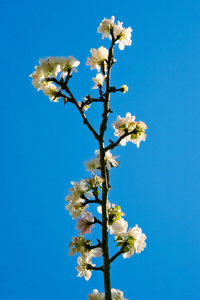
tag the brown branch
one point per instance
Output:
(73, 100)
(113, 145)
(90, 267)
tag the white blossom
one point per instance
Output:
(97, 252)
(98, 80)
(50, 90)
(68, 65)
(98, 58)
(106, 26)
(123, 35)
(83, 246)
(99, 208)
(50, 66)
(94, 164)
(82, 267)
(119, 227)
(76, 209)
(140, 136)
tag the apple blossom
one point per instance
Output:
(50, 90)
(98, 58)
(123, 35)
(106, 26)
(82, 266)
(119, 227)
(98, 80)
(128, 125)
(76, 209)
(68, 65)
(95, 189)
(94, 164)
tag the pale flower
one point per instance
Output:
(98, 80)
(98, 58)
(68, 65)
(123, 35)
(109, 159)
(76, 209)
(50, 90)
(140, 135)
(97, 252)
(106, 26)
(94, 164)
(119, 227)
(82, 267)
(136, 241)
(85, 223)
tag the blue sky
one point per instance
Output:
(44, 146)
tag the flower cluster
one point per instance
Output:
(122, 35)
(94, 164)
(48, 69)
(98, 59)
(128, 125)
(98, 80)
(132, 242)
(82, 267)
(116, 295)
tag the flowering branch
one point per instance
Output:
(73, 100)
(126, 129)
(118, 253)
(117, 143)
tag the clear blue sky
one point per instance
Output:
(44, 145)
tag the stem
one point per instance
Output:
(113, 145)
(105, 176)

════════════════

Brief.
Rewrite every line of the records above as a JSON list of strings, one string per line, skipping blank lines and leaving out the pictures.

Task result.
[
  "tag the brown branch",
  "one point per instance",
  "Output:",
  "(73, 100)",
  "(113, 145)",
  "(90, 267)",
  "tag the white blossom",
  "one point per instance",
  "Output:",
  "(97, 252)",
  "(98, 80)",
  "(50, 90)",
  "(68, 65)",
  "(98, 58)",
  "(106, 26)",
  "(123, 35)",
  "(83, 246)",
  "(99, 208)",
  "(50, 66)",
  "(94, 164)",
  "(82, 267)",
  "(119, 227)",
  "(76, 209)",
  "(140, 136)",
  "tag the apple blossom",
  "one point per instance",
  "Output:",
  "(50, 90)",
  "(98, 58)",
  "(123, 35)",
  "(106, 26)",
  "(82, 266)",
  "(119, 227)",
  "(98, 80)",
  "(128, 125)",
  "(76, 209)",
  "(68, 65)",
  "(95, 189)",
  "(94, 164)",
  "tag the pale flower",
  "one point per instance",
  "Output:",
  "(98, 80)",
  "(98, 58)",
  "(68, 65)",
  "(123, 35)",
  "(109, 159)",
  "(76, 209)",
  "(50, 90)",
  "(140, 135)",
  "(97, 252)",
  "(106, 26)",
  "(94, 164)",
  "(119, 227)",
  "(82, 267)",
  "(136, 241)",
  "(85, 223)",
  "tag the blue sky",
  "one point per instance",
  "Output:",
  "(44, 146)",
  "tag the flower cluster",
  "one point per instance",
  "Output:",
  "(122, 35)",
  "(94, 164)",
  "(48, 69)",
  "(98, 59)",
  "(128, 125)",
  "(98, 80)",
  "(132, 242)",
  "(82, 267)",
  "(116, 295)",
  "tag the flowering branch",
  "one point per instance",
  "Output:",
  "(73, 100)",
  "(126, 129)",
  "(118, 253)",
  "(117, 143)",
  "tag the clear blue sky",
  "one point per instance",
  "Output:",
  "(44, 145)",
  "tag the stem",
  "one point per instance",
  "Output:",
  "(113, 145)",
  "(105, 176)"
]